- **Task directions**
Exactly the lines from the one with "the owl's black" through the final line of the listing below should appear in the answer, and no others.

- **Supplied material**
#####
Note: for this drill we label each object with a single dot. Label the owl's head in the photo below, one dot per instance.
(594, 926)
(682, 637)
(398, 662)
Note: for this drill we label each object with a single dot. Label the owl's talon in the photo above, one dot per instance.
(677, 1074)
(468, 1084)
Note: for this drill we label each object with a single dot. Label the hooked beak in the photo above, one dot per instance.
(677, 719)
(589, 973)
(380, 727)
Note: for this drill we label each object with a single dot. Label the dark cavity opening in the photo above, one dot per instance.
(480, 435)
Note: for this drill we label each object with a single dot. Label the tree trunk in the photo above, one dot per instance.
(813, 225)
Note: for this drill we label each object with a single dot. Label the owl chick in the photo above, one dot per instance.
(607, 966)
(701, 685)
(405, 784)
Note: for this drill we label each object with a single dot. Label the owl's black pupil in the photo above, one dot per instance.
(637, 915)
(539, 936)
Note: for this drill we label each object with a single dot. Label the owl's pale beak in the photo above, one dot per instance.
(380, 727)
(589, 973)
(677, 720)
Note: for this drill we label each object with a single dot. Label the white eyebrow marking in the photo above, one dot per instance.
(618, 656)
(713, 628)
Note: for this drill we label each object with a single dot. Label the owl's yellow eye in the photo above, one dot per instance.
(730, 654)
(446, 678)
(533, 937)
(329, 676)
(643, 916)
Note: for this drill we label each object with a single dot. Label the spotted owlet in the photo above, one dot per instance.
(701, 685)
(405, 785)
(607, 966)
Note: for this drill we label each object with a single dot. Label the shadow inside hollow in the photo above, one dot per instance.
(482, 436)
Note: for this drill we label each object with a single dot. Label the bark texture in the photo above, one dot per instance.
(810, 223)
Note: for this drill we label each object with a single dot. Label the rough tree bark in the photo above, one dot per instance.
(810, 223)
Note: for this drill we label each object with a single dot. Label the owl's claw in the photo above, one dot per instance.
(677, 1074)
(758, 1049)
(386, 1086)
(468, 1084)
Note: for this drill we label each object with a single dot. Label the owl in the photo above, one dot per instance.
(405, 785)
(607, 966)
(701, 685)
#####
- **Exercise answer**
Note: for this drill we label each object with a single dot. Label the owl's black pupil in the photo above, one dot per instance.
(637, 915)
(539, 936)
Note: for this drill we label each object with a single dot. Label the owl's pale beak in the photo above, one dot per instance.
(380, 727)
(589, 973)
(677, 720)
Note: for this drill we label each object with a single dot. Label the white eyebrow marking in the photo above, one dot per instance.
(618, 656)
(713, 628)
Note: for this drill we label each object with a single dot. Label the owl's yellow eye in the photo above, one dot per instance.
(730, 654)
(446, 678)
(533, 937)
(329, 676)
(643, 916)
Note: for this drill we label each object with a single dot. Label the spotted owlet in the photo above, one dot per instance.
(701, 685)
(405, 785)
(607, 966)
Note: for this drill we label each object with a single dot. Label the shadow inside hollow in the photo above, one dot per instance.
(482, 436)
Note: for this drill we label each object with a single dot. Label the bark texture in the photo above, one dot per instance.
(810, 223)
Note: for this drill we label each object with a single dot. Label the rough tree bark in the photo above, one dot per instance.
(810, 223)
Note: for this drill we label each object with a single dot. Label the owl's claw in the photo above, one dot per instance.
(677, 1074)
(758, 1049)
(386, 1086)
(468, 1084)
Note: for this drill we label each object with a single dot. Label the owl in the photo above, one dot per instance.
(405, 785)
(607, 966)
(701, 685)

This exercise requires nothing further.